__Entries provided__:
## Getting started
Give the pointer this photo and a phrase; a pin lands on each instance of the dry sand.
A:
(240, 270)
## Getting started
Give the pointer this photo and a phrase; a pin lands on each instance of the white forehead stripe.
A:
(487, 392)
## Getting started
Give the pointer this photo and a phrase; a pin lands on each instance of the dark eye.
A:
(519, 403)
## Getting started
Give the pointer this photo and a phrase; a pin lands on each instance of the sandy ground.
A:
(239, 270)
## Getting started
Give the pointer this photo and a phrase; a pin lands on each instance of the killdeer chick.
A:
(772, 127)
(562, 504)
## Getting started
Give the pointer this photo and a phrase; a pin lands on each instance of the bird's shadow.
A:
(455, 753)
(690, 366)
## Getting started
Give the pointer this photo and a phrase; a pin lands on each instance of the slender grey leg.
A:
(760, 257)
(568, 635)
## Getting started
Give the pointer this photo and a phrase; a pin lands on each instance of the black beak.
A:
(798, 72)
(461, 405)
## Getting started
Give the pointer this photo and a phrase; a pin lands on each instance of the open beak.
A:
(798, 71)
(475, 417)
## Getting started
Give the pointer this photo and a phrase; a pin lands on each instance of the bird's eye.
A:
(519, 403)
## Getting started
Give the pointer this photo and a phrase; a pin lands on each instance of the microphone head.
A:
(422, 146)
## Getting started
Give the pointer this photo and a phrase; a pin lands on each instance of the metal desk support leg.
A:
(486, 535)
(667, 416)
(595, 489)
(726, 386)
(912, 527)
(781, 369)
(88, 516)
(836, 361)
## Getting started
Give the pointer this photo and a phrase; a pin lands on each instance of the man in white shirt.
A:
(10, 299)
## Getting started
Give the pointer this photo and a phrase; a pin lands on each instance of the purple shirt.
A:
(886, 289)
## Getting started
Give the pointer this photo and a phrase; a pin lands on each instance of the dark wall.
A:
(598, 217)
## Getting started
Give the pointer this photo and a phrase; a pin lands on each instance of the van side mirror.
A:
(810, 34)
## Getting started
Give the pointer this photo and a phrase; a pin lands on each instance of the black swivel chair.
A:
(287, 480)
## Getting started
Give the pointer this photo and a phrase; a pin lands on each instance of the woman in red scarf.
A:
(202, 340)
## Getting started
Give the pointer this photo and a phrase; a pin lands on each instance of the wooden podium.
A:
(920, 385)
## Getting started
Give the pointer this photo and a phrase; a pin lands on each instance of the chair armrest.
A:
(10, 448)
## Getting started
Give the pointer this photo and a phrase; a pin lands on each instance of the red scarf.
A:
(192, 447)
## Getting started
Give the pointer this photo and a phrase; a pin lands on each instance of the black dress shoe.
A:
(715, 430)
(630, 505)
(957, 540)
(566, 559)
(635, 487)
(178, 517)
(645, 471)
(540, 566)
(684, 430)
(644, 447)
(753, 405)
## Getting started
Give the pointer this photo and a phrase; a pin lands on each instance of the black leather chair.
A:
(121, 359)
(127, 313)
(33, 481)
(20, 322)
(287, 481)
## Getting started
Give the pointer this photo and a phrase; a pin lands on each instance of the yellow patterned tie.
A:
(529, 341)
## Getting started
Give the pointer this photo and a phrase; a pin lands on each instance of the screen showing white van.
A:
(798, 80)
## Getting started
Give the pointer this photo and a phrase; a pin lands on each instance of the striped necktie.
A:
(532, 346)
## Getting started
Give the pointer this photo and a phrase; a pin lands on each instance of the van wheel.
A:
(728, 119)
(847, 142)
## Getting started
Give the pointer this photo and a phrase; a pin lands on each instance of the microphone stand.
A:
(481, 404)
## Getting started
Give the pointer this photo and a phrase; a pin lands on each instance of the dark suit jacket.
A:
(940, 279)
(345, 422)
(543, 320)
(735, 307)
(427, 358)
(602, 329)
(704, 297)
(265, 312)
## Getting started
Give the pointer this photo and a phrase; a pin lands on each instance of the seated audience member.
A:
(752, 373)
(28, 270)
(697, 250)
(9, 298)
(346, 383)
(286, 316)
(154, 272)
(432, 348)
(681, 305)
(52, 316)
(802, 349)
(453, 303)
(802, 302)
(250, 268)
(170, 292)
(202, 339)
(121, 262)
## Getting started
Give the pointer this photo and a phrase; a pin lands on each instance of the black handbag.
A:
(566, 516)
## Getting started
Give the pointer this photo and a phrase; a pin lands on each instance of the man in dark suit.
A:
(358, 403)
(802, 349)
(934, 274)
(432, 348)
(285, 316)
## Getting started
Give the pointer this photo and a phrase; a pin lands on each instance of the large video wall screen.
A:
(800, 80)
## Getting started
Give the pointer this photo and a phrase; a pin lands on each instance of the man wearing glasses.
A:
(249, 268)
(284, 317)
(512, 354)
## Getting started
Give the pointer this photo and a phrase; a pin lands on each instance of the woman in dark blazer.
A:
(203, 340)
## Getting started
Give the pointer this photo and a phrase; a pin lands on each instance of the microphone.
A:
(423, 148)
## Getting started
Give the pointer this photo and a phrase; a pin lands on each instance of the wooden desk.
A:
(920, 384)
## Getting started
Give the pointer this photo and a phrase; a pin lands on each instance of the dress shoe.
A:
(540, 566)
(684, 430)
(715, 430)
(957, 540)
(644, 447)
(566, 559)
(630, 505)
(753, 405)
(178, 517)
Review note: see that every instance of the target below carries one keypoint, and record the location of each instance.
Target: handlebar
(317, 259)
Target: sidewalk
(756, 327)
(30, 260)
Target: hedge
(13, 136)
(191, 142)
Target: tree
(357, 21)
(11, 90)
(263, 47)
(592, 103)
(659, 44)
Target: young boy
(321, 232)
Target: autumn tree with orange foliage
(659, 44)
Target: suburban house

__Assignment__:
Only a number is wanted here: how many lines of the records above include the string "desk"?

__Answer for the task__:
2